» **Extracted text**:

Multiple sclerosis (MS) has long baffled scientists and doctors. It is a disease where the body’s own immune system turns against the brain and spinal cord, stripping away the protective coating around nerve fibers — a process that disrupts communication between the brain and the body. For many people, MS begins with relapses and remissions, moments of decline followed by temporary recovery. But over time, the disease can shift into a more relentless form known as progressive MS — a phase marked by steady, irreversible neurological decline and very few treatment options.
Now, in a groundbreaking discovery, scientists have uncovered a previously unknown type of brain cell that appears to play a major role in driving the progression of this devastating condition. The finding, published in Neuron, offers not only a new perspective on what fuels MS but also a promising target for future therapies.
Modeling the Disease in a Dish
To investigate what happens deep inside the brains of people with progressive MS, researchers from the University of Cambridge in the UK and the National Institute on Aging in the US turned to an innovative “disease-in-a-dish” model. They began by taking skin cells from patients with progressive MS and reprogramming them into induced neural stem cells — immature cells capable of dividing and transforming into different types of brain cells.
This process allowed scientists to recreate aspects of the disease outside the human body, in a controlled environment where every step could be observed. What they found was astonishing: among these cells, a subset began reverting to a much earlier stage of development, transforming into an unusual kind of cell known as radial glia-like (RG-like) cells.
These cells weren’t random anomalies. They appeared about six times more often in samples taken from people with progressive MS than in healthy controls. Because of their unique features and association with disease, researchers named them disease-associated radial glia-like cells — or DARGs.
The Return of the Radial Glia
Radial glia are essential during early brain development. They serve as scaffolding that guides young neurons to their proper locations and can transform into other types of brain cells. In a developing brain, these cells are the architects — designing, supporting, and building the neural network.
But in adults, radial glia are almost entirely gone. Their sudden reappearance in MS patients, therefore, raises profound questions. Why would mature brain cells regress to a more primitive state? And what impact would that have on brain function?
The researchers found that these DARGs were not just harmless remnants of early development. Instead, they seemed to behave abnormally, showing a troubling combination of traits: they were both “young” and “old” at the same time. While they reverted to an immature developmental stage, they also displayed hallmarks of cellular aging, or senescence — a state in which cells stop dividing but remain metabolically active, often releasing inflammatory molecules that damage surrounding tissues.

» **Problems to solve**:
1. Answer these questions about the article on progressive multiple sclerosis:
(a) In which journal was the finding published?
(b) Into what did the researchers reprogram skin cells taken from patients with progressive MS?
(c) How much more often did RG-like cells appear in samples from people with progressive MS than in healthy controls?
2. Carry the article on progressive multiple sclerosis forward, starting right after its final sentence.

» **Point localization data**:
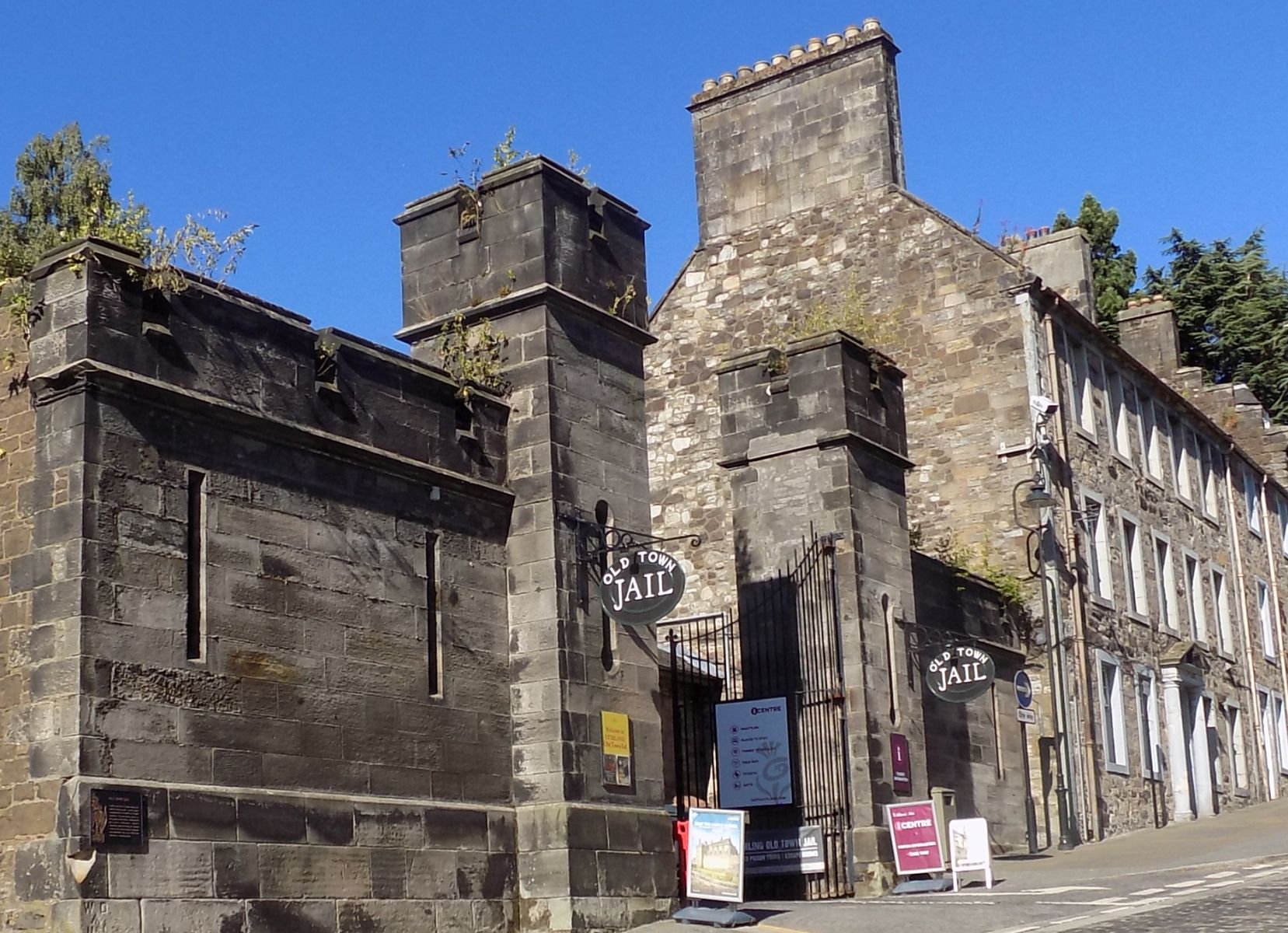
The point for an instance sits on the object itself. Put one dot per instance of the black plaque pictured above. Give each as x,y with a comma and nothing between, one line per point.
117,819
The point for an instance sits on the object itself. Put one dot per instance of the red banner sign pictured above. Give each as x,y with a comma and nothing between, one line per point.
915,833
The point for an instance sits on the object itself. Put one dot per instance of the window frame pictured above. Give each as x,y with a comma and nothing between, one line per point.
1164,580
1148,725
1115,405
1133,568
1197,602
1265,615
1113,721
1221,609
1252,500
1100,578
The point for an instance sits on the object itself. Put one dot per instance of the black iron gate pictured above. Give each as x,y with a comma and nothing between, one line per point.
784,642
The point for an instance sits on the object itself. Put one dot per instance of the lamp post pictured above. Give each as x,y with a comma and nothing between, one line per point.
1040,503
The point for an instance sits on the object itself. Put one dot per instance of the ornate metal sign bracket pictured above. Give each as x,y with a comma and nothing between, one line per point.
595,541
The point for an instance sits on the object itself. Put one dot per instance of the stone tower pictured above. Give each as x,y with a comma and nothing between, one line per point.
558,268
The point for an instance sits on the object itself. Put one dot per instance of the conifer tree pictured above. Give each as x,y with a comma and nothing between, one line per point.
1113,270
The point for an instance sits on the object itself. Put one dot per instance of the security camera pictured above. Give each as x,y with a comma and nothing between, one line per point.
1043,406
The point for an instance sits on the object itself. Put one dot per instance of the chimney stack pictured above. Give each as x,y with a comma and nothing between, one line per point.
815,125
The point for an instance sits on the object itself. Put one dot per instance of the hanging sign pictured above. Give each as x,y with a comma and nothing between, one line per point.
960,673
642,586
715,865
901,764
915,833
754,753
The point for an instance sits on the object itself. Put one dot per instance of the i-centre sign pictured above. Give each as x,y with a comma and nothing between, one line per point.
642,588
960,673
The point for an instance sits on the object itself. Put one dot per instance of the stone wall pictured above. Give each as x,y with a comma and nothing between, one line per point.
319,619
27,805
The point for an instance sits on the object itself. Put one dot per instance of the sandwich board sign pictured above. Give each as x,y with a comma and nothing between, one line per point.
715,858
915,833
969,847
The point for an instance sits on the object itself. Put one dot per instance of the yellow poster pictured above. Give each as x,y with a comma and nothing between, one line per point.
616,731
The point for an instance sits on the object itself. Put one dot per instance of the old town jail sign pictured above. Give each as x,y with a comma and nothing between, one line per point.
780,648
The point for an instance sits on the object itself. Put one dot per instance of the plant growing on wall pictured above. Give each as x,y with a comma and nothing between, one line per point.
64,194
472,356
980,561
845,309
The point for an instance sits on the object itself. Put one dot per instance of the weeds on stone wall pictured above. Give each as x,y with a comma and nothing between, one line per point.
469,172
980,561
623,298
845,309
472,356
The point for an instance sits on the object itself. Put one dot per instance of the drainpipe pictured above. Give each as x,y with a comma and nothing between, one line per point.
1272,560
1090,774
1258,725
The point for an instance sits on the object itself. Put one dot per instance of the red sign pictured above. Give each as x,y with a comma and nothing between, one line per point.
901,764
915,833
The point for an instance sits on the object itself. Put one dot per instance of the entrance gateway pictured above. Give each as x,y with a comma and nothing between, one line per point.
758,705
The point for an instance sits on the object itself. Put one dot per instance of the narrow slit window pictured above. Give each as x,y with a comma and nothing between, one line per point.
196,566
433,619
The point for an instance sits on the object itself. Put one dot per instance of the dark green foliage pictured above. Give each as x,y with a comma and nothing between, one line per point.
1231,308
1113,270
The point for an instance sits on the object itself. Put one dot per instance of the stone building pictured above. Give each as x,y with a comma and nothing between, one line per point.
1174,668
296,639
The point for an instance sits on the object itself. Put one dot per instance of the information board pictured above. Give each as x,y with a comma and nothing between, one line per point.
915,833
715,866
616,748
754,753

» **Expected outputs**:
1.
(a) Neuron
(b) Induced neural stem cells
(c) About six times more often

2.
This paradoxical state made DARGs particularly dangerous. They acted like rogue players in the brain’s ecosystem — instead of supporting neurons, they secreted toxic signals that accelerated aging and inflammation in neighboring cells.
The Inflammatory Signal of Damage
One of the most striking features of DARGs is their heightened sensitivity to interferons — molecules that serve as “alarm signals” for the immune system. In healthy brains, interferons help coordinate defense responses. But in DARGs, this signaling system goes into overdrive.
Their genetic and epigenetic profiles — the patterns of chemical marks that regulate which genes are turned on or off — revealed that these cells are primed to respond excessively to immune activation. That overreaction may be one of the driving forces behind the chronic inflammation seen in progressive MS.
Professor Stefano Pluchino from the University of Cambridge, one of the senior authors of the study, described it vividly: “Progressive MS is a truly devastating condition, and effective treatments remain elusive. What we’ve discovered are glial cells that don’t just malfunction — they actively spread damage. They release inflammatory signals that push nearby brain cells to age prematurely, fueling a toxic environment that accelerates neurodegeneration.”
In other words, DARGs might not simply be bystanders caught in the chaos of MS — they could be its key instigators.
Confirming the Culprits
To ensure that these findings weren’t just a laboratory artifact, the researchers compared their results with human brain tissue from people who had died with progressive MS. Using advanced single-cell RNA sequencing and spatial mapping — techniques that reveal how genes are expressed within individual cells and where those cells are located in the brain — they found that DARGs were not evenly distributed.
Instead, they clustered within chronically active lesions — regions of the brain that show persistent inflammation and tissue damage. These are precisely the areas that worsen over time and contribute to progressive disability.
Even more telling, DARGs were found near immune cells known for promoting inflammation, suggesting that they actively interact with and possibly amplify the body’s immune assault on the nervous system.
A New Target for Treatment
This discovery opens a new frontier in MS research. For decades, scientists have focused on the immune system as the primary culprit behind MS. While that remains true, the identification of DARGs shifts part of the attention back to the brain itself — to the cells that live there and may perpetuate inflammation long after the immune system’s initial attack.
By isolating and studying DARGs in the lab, scientists can now explore how these cells communicate with neurons, microglia, and other cell types in the brain. Understanding that cellular “conversation” could reveal the molecular triggers that push DARGs into their harmful state — and, crucially, how to silence them.
Dr. Alexandra Nicaise, co-lead author of the study, explained, “We’re now working to explore the molecular machinery behind DARGs, and test potential treatments. Our goal is to develop therapies that either correct DARG dysfunction or eliminate them entirely. If we’re successful, this could lead to the first truly disease-modifying therapies for progressive MS, offering hope to thousands living with this debilitating condition.”
The Broader Implications
Intriguingly, this isn’t the first time radial glia-like cells have been spotted in human disease. Similar cells have been detected in glioblastoma — one of the most aggressive forms of brain cancer — and in cerebral cavernomas, clusters of abnormal blood vessels in the brain. Until now, these sightings were rare, partly because scientists lacked the technology to detect them with precision.
Now, with advanced stem cell models and single-cell sequencing techniques, researchers can look more closely than ever before. Professor Pluchino and his colleagues believe that DARGs might turn out to be key players not just in MS, but in many forms of neurodegeneration — from Alzheimer’s to Parkinson’s disease.
If that’s true, these cells could represent a unifying thread in our understanding of how the brain breaks down over time — and a powerful new target for treatments across multiple conditions.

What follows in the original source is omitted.